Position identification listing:
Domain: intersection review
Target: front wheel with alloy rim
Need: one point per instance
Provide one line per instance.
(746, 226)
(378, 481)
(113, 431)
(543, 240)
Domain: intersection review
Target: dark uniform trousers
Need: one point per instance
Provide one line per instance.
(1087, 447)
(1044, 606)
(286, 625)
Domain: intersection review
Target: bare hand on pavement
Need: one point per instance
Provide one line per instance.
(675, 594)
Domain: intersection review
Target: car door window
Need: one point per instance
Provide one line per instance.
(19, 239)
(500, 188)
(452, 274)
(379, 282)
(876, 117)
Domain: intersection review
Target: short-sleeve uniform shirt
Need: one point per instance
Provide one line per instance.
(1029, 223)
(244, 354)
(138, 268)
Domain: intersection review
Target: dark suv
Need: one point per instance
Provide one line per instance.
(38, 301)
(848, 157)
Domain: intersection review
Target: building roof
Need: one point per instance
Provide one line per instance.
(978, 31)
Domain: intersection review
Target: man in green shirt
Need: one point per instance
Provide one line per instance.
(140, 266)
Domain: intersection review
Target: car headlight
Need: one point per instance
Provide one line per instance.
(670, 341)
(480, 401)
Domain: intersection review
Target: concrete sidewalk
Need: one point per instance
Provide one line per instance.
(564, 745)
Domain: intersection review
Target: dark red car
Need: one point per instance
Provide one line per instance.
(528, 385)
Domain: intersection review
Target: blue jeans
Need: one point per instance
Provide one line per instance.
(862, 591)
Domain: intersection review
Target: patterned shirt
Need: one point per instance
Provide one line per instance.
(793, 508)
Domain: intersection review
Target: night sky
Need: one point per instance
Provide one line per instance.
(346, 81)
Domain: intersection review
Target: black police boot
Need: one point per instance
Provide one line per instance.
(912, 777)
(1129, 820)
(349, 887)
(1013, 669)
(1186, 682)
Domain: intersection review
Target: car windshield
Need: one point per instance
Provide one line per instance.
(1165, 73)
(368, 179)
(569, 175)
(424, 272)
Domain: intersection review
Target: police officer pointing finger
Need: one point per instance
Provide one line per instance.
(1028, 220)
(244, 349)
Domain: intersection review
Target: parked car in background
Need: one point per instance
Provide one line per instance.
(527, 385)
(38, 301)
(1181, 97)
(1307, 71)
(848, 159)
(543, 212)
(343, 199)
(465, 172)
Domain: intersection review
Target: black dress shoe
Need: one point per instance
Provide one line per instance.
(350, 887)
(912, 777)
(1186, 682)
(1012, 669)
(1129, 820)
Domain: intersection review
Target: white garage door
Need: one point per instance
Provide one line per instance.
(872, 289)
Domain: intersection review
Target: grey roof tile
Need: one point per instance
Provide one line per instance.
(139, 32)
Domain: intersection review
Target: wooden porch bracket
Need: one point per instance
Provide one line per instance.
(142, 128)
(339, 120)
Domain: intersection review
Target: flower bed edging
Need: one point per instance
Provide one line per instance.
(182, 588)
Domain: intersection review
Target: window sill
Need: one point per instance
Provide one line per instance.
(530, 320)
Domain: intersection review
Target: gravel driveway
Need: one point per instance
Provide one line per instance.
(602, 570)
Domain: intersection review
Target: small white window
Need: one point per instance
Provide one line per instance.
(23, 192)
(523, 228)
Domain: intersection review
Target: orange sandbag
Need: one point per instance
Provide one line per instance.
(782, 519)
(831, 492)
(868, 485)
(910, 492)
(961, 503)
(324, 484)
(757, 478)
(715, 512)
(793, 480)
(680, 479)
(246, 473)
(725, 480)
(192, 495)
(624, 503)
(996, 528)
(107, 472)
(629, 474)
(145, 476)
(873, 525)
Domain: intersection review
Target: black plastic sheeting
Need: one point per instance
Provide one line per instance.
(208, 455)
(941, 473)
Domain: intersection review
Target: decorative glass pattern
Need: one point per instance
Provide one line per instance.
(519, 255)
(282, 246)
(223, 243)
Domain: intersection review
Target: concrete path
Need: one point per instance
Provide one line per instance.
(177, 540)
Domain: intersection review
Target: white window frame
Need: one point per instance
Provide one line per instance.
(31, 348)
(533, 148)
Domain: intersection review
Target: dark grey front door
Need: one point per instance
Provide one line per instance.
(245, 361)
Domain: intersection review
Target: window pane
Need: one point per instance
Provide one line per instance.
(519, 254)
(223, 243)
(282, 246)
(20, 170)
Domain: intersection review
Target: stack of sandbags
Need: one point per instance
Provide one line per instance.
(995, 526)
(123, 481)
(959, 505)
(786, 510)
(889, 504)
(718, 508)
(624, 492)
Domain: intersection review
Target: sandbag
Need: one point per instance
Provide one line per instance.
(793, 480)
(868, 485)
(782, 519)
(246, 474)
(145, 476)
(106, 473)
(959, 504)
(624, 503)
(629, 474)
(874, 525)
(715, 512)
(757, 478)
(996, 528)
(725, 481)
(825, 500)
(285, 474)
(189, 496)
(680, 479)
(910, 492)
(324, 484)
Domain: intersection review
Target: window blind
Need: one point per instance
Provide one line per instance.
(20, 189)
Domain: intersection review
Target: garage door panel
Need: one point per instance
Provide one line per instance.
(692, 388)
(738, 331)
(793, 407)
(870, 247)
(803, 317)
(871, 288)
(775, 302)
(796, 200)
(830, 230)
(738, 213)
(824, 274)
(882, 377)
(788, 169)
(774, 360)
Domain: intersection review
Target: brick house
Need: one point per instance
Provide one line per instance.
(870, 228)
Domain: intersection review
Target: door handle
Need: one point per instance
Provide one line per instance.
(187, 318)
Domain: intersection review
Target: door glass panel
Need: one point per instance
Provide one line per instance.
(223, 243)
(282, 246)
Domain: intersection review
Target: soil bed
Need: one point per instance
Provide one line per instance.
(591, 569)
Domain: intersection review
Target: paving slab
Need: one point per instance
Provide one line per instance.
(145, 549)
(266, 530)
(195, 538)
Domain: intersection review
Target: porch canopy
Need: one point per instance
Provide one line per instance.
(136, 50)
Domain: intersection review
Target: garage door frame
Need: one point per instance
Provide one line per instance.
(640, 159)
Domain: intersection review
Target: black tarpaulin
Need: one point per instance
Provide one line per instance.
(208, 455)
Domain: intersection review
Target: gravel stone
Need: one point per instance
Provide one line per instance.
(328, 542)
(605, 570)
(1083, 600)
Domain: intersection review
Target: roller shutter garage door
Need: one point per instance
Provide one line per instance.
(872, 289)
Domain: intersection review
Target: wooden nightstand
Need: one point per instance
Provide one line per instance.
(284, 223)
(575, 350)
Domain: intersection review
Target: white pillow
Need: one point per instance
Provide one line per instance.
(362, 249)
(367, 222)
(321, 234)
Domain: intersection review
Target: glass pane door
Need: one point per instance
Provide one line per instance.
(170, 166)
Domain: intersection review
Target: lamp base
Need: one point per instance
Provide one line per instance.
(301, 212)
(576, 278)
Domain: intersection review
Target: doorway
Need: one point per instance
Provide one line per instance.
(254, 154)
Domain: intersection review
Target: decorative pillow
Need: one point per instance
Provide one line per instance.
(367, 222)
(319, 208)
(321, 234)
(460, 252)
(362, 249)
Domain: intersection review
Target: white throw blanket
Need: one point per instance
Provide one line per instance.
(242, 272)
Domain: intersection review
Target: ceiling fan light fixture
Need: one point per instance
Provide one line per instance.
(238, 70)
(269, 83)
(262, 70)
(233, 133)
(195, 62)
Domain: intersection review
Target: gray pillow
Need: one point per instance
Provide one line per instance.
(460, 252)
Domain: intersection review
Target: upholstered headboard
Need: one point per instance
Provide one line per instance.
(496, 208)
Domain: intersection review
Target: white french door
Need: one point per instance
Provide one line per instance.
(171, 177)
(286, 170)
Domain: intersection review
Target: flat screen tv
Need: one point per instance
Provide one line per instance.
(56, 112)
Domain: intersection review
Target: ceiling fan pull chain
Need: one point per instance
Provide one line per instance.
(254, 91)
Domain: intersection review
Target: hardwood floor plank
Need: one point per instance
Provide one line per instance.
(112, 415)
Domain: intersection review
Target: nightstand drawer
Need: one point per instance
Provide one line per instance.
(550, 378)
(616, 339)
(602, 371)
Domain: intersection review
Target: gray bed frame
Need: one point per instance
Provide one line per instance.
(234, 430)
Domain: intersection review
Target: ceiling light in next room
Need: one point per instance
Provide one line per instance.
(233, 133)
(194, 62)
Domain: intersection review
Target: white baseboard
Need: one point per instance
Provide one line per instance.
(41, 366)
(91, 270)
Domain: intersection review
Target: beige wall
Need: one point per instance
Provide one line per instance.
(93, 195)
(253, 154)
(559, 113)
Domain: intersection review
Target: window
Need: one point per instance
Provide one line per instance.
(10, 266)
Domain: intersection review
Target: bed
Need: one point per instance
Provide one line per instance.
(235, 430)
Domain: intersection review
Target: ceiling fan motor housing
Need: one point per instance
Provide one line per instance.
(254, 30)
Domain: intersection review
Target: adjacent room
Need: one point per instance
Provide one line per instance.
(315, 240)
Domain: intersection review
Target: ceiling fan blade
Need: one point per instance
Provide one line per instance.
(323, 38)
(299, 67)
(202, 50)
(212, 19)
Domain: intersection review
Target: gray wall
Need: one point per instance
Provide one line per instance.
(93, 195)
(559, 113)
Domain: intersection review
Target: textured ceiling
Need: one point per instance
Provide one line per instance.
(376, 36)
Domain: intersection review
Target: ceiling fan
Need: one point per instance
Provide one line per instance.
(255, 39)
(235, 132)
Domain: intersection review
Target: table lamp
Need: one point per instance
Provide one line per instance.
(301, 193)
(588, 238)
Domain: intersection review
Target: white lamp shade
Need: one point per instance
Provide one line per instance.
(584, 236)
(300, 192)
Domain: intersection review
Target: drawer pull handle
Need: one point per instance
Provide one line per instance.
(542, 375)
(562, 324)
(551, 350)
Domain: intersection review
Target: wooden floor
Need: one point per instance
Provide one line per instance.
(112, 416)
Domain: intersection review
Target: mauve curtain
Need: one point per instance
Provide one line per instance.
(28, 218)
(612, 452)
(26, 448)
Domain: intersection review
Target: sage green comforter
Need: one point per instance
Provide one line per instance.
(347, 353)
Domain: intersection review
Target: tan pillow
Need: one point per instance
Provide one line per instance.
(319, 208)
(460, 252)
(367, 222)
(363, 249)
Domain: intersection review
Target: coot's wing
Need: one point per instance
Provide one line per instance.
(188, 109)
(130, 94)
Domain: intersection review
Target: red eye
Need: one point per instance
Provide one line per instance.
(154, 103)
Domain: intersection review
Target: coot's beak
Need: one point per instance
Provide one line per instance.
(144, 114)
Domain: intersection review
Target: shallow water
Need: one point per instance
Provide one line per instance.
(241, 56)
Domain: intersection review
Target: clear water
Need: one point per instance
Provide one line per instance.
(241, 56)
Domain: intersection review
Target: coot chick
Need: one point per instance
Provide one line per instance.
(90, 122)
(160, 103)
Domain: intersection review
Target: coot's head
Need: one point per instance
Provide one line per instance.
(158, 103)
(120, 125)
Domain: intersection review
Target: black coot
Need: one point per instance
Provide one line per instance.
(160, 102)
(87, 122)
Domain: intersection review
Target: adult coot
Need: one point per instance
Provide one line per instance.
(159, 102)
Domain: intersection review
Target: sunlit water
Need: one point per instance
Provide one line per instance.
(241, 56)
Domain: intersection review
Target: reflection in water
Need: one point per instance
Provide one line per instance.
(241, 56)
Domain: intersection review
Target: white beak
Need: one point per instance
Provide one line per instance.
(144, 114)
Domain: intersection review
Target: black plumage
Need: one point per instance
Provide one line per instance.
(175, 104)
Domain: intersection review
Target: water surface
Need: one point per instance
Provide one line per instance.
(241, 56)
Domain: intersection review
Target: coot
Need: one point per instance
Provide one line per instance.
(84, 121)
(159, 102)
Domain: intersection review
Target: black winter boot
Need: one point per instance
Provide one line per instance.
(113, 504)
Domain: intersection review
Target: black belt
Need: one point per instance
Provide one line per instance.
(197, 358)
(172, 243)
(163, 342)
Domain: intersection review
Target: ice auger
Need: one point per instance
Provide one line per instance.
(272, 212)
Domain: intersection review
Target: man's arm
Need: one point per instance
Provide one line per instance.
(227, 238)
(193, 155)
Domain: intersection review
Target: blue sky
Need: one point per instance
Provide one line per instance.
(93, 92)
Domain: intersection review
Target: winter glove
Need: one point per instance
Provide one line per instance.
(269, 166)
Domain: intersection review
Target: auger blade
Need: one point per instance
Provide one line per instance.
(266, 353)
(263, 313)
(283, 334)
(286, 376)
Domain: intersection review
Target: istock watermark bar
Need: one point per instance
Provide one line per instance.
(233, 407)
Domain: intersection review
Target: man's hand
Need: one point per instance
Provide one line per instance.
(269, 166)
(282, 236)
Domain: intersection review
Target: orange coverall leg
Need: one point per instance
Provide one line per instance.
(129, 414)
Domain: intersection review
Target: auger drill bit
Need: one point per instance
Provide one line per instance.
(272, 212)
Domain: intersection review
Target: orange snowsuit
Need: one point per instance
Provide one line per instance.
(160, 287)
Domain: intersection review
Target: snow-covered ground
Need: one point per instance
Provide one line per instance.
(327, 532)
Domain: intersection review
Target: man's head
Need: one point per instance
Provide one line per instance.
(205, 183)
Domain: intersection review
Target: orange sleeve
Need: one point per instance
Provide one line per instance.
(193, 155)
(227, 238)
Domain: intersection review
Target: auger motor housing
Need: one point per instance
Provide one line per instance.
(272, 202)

Written exercise
Pick out every line of the listing above that contains the word "grey", and copy each of those lines. Case counts.

Task result
Target: grey roof tile
Target: dark grey front door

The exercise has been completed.